## [Set exercise]
Copy every one of the dataset rows below verbatim, with no changes to any line.

(Dataset rows)
========================================
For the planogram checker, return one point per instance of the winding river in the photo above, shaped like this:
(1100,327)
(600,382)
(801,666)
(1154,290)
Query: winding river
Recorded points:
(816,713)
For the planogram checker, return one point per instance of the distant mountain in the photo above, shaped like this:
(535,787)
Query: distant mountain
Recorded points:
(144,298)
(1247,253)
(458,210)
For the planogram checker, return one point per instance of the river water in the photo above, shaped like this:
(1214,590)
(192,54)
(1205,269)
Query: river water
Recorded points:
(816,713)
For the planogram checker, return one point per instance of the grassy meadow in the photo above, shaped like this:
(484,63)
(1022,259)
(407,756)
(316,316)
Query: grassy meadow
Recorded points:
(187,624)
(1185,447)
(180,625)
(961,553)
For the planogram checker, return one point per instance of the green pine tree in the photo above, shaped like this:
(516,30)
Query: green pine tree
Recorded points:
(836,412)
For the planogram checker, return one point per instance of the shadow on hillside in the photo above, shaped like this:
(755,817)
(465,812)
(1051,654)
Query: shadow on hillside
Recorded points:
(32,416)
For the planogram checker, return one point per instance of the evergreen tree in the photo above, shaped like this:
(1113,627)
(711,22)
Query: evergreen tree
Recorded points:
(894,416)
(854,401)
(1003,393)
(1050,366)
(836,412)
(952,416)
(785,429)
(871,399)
========================================
## [Full response]
For the planogram checker, return one point per instance of the winding river in the photo above, shaped like this:
(1100,327)
(600,382)
(801,666)
(1154,290)
Query: winding river
Recorded points:
(816,713)
For the planogram checker, return one point per instance of the distant mountain in the photo above, shaped like this:
(535,787)
Query: distant mountain
Recorded points:
(144,298)
(1247,253)
(458,210)
For the planogram checker, return one point per instance of the river water in the photo above, shaped like this:
(1214,590)
(192,54)
(1205,269)
Query: river water
Recorded points:
(816,713)
For the planogram checker, return one point per instance of the grassy meadow in the photo above, shaped like this:
(484,63)
(1022,259)
(407,756)
(316,316)
Query: grassy meadow
Recorded points:
(187,624)
(1185,447)
(180,625)
(961,553)
For the planogram checker, return one point per instance of the green pine tree in the photo above, shaped like this:
(516,30)
Query: green pine tree
Recorded points:
(836,412)
For the planogram checker, return one point per instance of the shadow on hillside in the photo above, shaped like this:
(755,817)
(465,812)
(1051,654)
Query: shadow on hillside
Recorded points:
(32,416)
For the planogram checker, return one point per instance of the evergreen tree in the photo above, shaped like this:
(1113,627)
(711,22)
Query: evergreen tree
Recorded points:
(894,416)
(854,401)
(1003,393)
(1050,366)
(836,412)
(952,416)
(785,429)
(871,399)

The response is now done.